§ **THE PROBLEM**
Where the records below show the word "street" in a line, please copy that line.
--- PROVIDED RECORDS Enclosed Below ---
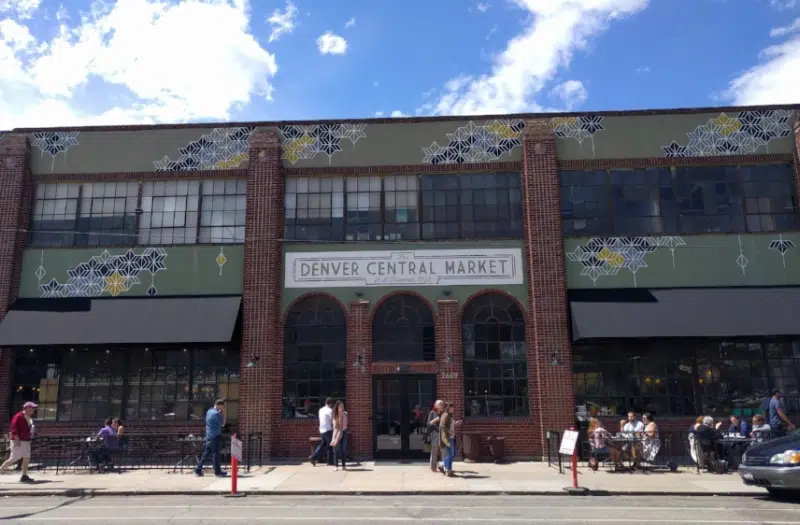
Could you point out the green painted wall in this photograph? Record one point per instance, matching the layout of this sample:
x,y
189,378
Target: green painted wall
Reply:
x,y
432,293
689,261
373,144
169,270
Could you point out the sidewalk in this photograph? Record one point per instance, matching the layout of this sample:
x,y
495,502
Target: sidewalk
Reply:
x,y
376,478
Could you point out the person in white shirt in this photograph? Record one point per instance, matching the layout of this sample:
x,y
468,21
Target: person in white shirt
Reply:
x,y
633,430
325,433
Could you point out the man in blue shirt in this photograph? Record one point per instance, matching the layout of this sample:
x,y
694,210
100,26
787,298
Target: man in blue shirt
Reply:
x,y
215,420
778,421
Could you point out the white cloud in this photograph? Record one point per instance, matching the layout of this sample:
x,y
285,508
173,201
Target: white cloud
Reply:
x,y
331,44
570,94
23,9
783,4
557,28
282,22
157,54
774,79
777,32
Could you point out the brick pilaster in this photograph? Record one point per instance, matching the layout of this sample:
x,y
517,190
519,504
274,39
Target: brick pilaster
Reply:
x,y
260,396
796,156
450,380
15,206
359,379
547,334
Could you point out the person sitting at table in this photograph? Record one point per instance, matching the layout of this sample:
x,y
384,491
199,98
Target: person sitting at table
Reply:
x,y
109,445
707,437
601,450
761,430
651,442
738,426
632,430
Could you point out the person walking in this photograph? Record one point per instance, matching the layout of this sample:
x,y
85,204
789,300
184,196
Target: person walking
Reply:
x,y
215,420
447,438
325,433
433,434
20,435
339,439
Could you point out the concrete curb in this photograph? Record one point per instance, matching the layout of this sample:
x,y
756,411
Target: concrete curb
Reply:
x,y
77,493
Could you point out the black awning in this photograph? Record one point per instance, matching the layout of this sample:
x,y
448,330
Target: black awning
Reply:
x,y
687,312
121,321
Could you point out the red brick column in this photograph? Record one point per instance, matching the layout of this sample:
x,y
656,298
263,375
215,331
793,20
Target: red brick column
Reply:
x,y
260,395
796,156
450,380
547,332
15,206
359,379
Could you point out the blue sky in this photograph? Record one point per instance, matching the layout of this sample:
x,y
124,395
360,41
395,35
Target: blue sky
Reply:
x,y
76,62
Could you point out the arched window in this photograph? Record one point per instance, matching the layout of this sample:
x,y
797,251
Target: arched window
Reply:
x,y
403,331
314,355
495,362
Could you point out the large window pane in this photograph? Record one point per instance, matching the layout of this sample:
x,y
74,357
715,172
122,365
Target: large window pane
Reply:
x,y
170,211
495,358
222,211
403,330
315,350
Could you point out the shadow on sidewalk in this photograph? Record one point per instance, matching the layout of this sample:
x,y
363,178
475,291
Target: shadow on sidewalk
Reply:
x,y
49,509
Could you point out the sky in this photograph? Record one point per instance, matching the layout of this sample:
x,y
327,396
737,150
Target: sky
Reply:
x,y
106,62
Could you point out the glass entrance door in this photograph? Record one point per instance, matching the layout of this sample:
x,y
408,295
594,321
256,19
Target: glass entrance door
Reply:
x,y
401,405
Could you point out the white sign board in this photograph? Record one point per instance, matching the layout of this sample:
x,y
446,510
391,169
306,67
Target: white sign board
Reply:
x,y
568,442
493,266
236,448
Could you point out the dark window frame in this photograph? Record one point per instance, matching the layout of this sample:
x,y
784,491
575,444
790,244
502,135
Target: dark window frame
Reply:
x,y
72,237
493,340
315,330
673,193
419,229
121,363
701,361
403,330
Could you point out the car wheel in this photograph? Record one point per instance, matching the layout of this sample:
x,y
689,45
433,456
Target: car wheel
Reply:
x,y
783,494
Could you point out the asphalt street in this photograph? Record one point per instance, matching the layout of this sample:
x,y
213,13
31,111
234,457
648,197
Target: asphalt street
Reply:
x,y
356,510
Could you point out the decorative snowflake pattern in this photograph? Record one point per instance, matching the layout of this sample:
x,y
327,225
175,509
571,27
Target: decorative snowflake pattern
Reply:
x,y
781,246
223,148
54,142
476,142
107,274
306,142
608,255
727,135
578,128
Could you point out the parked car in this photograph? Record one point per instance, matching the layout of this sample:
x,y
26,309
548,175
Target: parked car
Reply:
x,y
774,465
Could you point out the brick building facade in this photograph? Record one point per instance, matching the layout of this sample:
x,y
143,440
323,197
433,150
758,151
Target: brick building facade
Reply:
x,y
396,346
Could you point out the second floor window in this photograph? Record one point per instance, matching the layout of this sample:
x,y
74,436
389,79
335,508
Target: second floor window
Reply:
x,y
679,200
131,213
404,207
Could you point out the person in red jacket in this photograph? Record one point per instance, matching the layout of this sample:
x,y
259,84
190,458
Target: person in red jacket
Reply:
x,y
21,440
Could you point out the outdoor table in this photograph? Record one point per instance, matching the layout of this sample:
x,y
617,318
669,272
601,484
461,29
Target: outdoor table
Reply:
x,y
191,448
625,444
86,446
730,445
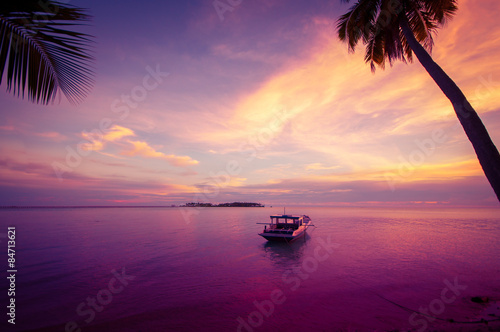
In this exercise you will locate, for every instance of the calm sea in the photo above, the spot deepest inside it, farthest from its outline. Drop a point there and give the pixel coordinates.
(167, 269)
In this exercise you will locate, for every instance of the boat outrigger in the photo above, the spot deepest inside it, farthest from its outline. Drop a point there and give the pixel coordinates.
(285, 227)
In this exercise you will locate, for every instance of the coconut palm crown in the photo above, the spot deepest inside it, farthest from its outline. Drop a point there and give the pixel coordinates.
(397, 30)
(39, 55)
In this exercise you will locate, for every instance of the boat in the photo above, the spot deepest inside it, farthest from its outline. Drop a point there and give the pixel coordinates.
(285, 227)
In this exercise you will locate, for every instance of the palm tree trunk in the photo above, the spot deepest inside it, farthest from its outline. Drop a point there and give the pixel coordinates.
(485, 149)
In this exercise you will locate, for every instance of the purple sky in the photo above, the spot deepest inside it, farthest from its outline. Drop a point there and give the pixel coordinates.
(257, 103)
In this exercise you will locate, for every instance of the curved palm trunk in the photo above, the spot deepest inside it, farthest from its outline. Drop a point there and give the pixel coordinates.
(486, 151)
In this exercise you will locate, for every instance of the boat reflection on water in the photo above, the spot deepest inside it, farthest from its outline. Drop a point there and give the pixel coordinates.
(286, 254)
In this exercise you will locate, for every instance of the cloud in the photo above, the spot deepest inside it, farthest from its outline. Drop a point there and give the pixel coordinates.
(141, 148)
(320, 167)
(118, 136)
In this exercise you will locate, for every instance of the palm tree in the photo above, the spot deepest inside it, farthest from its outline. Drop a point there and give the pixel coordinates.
(397, 29)
(40, 56)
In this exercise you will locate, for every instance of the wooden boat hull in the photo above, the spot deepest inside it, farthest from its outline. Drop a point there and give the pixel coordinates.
(281, 237)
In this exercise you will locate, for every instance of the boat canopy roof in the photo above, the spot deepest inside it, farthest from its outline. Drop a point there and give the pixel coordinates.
(285, 216)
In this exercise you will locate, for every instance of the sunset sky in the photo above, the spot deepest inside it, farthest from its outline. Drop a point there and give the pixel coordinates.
(258, 103)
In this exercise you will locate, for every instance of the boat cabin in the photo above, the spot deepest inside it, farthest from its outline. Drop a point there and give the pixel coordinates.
(283, 221)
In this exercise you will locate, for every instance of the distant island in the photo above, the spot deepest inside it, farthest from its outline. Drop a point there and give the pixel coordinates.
(233, 204)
--- End of Enclosed PROVIDED RECORDS ---
§ **RESULT**
Could you point out the asphalt street in this photograph? Record one point per instance, matching the layout of this sample:
Target: asphalt street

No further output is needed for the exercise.